In the Farm Bill text, name every area in which the law's programs assist counties and county residents.

PASSAGE TO READ:
^^^^^^^^^^^^^^^^
For more information, view NACo’s policy brief on county priorities in the 2024 Farm Bill.

Continued Below


Last authorized for five years in 2018 as the Agriculture Improvement Act of 2018 (P.L. 115-334), the 2018 Farm Bill was a major piece of bipartisan legislation that authorized $428.3 billion over five years for a broad range of USDA programs important to counties.

Through loans and loan guarantees, federal formulas and direct competitive grant programs, the law contains programs that assist counties and county residents in rural development efforts, nutrition assistance programs, conservation initiatives, renewable energy deployment, support for new farmers and ranchers, and business development initiatives.

According to the USDA Economic Research Service, roughly 75 percent of funding went toward mandatory nutrition programs such as the Supplemental Nutrition Assistance Program (SNAP), with the remainder largely made up by the Commodities and Conservation titles as shown in the figure below.

In the 2018 Farm Bill, NACo was successful in advocating for several provisions, including:

  • Securing the permanent reinstatement of the Undersecretary of Rural Development for the USDA, who oversees the over $200 billion USDA Rural Development portfolio
  • Establishing the Rural Innovation Stronger Economy Grant Program, which helps counties strengthen the local economy through partnerships with the private sector and institutions of higher education
  • Including $350 million for the deployment of rural broadband through initiatives such as the ReConnect Program, the Community Connect Program, and the Telecommunications Infrastructure Loan and Loan Guarantee Program

As Congress works to draft a new, five-year Farm Bill, NACo will continue to work with our federal partners to ensure a new, long-term Farm Bill reauthorization that includes key county priorities is signed into law in 2024.

Projected outlays under the 2018 Farm Bill, 2019–23

Source: USDA, Economic Research Service based on Congressional Budget Office, Direct Spending Effects for the Agriculture Improvement Act of 2018, December 11, 2018.

County Priorities for the 2024 Farm Bill

As a key intergovernmental partner, counties welcome the opportunity to work with our federal partners toward the passage of a bipartisan, comprehensive and long-term Farm Bill that achieves our shared priorities of invigorating rural communities, providing access to affordable and healthy foods and supporting farmers and ranchers that stimulate our economy and feed our nation.

Therefore, counties support the following priorities for the 2024 Farm Bill:

  • Improve ease of access and flexibility of Farm Bill programs: Cumbersome regulations and statutory requirements restrict rural communities from accessing the resources they desperately need to thrive. Counties support legislative action to streamline application processes and reporting requirements for Farm Bill programs such as the ReConnect Program and the Rural Innovation Stronger Economy (RISE) Grant Program. Counties also support efforts to add additional flexibility for federal match requirements that force rural communities to secure additional funding before unlocking much-needed resources.
^^^^^^^^^^^^^^^^
PROVIDED MATERIAL:

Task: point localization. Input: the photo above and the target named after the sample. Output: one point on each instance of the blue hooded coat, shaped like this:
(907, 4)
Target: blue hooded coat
^^^^^^^^^^^^^^^^
RESULT OF THE TASK:
- Rural development efforts
- Nutrition assistance programs
- Conservation initiatives
- Renewable energy deployment
- Support for new farmers and ranchers
- Business development initiatives